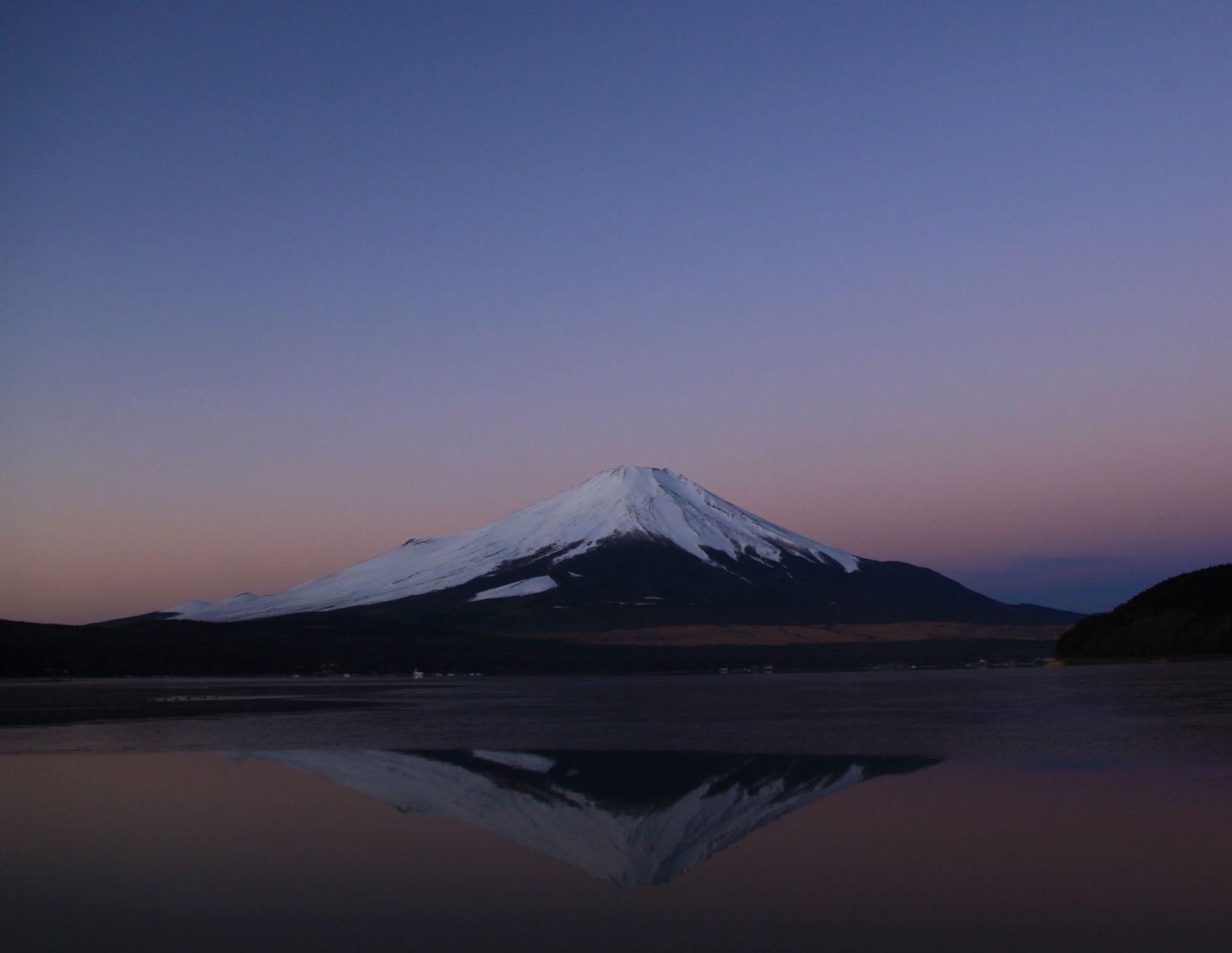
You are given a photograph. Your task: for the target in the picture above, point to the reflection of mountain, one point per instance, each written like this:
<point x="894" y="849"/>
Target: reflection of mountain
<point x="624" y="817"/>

* * *

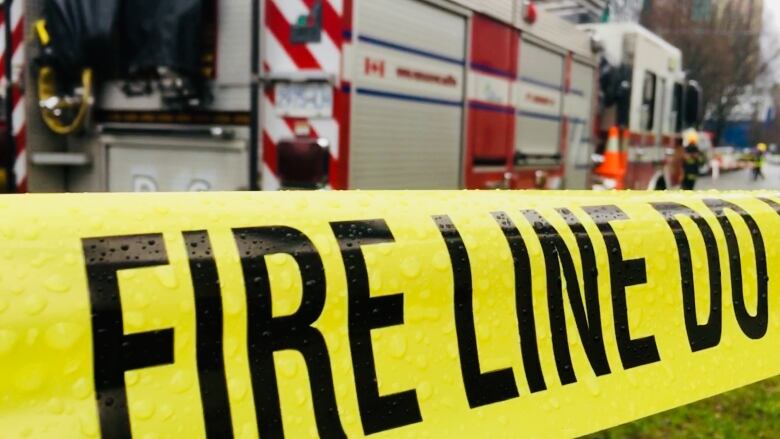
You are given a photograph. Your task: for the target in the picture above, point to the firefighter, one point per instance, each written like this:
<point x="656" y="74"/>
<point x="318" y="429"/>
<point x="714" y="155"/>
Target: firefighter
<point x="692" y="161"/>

* Task prompt:
Your answer must be every line from the entries that contains the string "above", copied as it stands.

* Response to this exercise:
You are given a photograph. Your task: for the target in the picture above, point to the reflection of mountain, one point per instance, each written like this:
You are given a photograph. Your task: for the target in the picture above, point to the firefighter, one point per instance, each written like this:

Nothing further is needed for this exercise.